• Problem to work on
Render the stretch of the records that opens with the line containing "of the retaining" and closes with the line containing "[[40, 353], [202, 368]]", both included, as a numbered list without blank lines.

Stored items
** start **

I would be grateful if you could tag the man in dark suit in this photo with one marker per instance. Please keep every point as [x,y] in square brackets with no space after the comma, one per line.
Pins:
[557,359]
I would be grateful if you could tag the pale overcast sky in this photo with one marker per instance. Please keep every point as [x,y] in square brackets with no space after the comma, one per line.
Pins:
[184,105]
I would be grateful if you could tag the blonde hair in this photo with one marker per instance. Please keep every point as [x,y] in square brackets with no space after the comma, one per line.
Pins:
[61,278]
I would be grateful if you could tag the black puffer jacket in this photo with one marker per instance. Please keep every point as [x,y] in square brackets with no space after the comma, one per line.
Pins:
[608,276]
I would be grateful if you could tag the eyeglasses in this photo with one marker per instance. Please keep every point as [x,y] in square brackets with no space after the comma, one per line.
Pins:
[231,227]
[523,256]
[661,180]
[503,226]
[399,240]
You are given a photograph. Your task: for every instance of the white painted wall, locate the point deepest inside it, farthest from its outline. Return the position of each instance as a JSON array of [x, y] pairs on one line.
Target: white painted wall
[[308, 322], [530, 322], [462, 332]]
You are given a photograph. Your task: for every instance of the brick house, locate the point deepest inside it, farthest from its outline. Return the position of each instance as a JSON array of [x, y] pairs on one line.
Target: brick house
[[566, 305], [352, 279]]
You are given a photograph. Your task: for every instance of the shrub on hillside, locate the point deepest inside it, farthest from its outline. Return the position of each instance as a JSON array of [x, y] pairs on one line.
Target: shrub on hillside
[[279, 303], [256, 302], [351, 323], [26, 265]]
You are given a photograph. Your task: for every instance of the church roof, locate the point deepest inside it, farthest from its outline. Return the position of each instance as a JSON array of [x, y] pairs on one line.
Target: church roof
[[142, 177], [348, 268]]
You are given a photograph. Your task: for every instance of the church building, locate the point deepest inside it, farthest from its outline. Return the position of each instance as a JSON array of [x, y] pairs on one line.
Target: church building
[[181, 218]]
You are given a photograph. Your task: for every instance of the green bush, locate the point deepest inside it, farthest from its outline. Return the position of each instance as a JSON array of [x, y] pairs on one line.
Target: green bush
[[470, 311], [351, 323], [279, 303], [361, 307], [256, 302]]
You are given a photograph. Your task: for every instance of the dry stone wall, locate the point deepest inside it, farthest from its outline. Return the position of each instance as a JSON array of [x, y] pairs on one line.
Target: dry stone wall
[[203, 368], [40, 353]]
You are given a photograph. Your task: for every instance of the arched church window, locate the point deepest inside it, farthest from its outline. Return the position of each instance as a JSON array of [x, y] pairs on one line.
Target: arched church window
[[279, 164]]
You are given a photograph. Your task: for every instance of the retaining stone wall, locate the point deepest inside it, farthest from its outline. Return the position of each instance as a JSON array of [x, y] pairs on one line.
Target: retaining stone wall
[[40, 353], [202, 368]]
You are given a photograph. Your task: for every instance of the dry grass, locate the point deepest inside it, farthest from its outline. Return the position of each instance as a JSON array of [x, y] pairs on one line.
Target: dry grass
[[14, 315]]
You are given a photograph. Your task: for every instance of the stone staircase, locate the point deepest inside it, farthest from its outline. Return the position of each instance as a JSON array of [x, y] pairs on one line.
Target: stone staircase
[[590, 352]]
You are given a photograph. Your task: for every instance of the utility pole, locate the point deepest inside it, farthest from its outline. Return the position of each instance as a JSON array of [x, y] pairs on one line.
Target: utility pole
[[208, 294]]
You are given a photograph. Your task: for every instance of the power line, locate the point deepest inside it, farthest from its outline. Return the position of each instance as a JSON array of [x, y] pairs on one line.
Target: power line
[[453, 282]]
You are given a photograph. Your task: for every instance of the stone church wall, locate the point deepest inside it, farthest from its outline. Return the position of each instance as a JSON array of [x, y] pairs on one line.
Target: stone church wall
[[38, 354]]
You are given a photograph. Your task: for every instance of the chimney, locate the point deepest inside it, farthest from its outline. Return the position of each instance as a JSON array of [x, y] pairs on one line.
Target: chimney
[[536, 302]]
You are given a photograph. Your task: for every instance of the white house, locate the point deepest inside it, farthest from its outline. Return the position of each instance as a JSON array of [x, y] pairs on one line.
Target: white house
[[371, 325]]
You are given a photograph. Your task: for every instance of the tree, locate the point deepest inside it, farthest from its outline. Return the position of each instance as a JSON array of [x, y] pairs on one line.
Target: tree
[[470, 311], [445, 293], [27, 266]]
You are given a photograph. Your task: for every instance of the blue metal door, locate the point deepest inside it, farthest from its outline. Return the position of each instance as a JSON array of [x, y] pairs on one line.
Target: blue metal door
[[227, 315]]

** end **

• Task answer
1. You are given a photograph. Your task: for every instance of the retaining stone wall, locate the point deepest inside it, farthest from its outline. Return the position of each instance as a JSON array of [x, y] pairs on one line.
2. Target: retaining stone wall
3. [[40, 353], [202, 368]]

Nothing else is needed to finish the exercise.